▶ **WHAT THE TASK ASKS**: Return, unaltered, every line from the beginning of the material below up to and including the one with "positive clicks: (441, 370) (402, 315)".
§
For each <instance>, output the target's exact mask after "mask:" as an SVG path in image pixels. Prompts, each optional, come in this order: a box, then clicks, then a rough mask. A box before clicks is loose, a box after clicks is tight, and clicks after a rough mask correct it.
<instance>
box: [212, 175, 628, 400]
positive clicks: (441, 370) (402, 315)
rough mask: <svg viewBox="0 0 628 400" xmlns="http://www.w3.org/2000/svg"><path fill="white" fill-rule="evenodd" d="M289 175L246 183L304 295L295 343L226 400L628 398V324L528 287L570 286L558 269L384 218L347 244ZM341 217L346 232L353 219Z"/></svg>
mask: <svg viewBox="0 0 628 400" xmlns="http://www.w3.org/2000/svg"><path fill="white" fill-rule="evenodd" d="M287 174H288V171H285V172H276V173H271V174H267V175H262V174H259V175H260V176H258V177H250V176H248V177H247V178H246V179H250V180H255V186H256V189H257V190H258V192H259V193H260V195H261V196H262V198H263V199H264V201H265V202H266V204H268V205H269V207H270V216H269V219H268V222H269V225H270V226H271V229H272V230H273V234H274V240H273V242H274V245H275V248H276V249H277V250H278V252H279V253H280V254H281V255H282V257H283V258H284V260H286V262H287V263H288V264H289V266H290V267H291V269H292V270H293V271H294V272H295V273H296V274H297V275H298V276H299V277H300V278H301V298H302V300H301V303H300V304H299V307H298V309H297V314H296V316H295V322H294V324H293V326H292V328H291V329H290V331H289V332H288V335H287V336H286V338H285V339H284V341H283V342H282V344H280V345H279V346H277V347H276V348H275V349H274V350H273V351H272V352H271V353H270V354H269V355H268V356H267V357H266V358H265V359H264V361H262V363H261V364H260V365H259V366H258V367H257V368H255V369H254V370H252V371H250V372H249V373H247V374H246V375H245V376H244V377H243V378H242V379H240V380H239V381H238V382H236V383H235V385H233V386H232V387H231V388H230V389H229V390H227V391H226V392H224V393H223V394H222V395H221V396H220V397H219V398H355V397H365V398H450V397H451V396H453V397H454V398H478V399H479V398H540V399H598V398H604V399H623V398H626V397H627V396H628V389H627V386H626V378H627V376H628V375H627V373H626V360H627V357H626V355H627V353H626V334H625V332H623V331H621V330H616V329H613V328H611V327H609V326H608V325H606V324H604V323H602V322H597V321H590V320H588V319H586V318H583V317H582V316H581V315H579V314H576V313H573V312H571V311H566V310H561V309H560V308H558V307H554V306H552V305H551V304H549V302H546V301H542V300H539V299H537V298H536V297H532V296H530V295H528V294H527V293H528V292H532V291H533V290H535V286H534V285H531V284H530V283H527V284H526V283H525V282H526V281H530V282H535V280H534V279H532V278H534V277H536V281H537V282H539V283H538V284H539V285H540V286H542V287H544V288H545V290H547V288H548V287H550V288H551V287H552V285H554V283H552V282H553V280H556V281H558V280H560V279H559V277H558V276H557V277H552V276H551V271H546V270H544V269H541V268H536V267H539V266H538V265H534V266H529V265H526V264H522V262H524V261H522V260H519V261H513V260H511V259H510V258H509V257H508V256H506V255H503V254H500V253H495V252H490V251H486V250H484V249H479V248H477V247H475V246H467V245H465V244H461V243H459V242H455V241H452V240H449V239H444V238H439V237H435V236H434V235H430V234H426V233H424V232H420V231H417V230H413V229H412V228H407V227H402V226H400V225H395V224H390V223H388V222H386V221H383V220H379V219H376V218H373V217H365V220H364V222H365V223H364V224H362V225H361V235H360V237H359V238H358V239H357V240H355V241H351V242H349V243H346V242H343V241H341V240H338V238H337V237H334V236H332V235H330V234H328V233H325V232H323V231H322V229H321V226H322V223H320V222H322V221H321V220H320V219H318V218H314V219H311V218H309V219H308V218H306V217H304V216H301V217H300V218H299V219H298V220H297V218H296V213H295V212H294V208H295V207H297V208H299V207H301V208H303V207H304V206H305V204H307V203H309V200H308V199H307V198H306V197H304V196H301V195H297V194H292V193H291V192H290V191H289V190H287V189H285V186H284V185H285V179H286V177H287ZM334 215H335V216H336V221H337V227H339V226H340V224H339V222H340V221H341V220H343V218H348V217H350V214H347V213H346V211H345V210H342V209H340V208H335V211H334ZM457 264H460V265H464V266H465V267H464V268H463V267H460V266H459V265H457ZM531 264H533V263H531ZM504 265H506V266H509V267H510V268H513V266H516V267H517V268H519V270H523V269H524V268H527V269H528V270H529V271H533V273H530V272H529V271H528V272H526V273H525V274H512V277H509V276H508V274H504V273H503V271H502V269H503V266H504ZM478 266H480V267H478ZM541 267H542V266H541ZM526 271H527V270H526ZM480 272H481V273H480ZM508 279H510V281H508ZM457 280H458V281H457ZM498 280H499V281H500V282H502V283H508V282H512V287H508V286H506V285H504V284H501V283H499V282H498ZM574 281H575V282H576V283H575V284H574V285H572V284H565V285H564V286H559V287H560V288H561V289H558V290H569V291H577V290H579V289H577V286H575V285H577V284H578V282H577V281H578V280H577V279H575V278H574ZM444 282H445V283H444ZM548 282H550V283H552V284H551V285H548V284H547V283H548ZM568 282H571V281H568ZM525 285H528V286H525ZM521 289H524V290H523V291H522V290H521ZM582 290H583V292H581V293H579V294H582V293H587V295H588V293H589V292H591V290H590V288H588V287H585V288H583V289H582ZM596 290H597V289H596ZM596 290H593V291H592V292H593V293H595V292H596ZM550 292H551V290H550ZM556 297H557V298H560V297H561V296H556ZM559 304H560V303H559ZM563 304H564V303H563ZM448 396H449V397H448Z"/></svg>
§
▶ **COMPLETED TASK**:
For each <instance>, output the target's exact mask after "mask:" as an SVG path in image pixels. Prompts, each optional, come in this order: a box, then clicks, then a rough mask. A box before clicks is loose, a box after clicks is tight, and clicks after a rough mask correct it.
<instance>
box: [212, 175, 628, 400]
positive clicks: (441, 370) (402, 315)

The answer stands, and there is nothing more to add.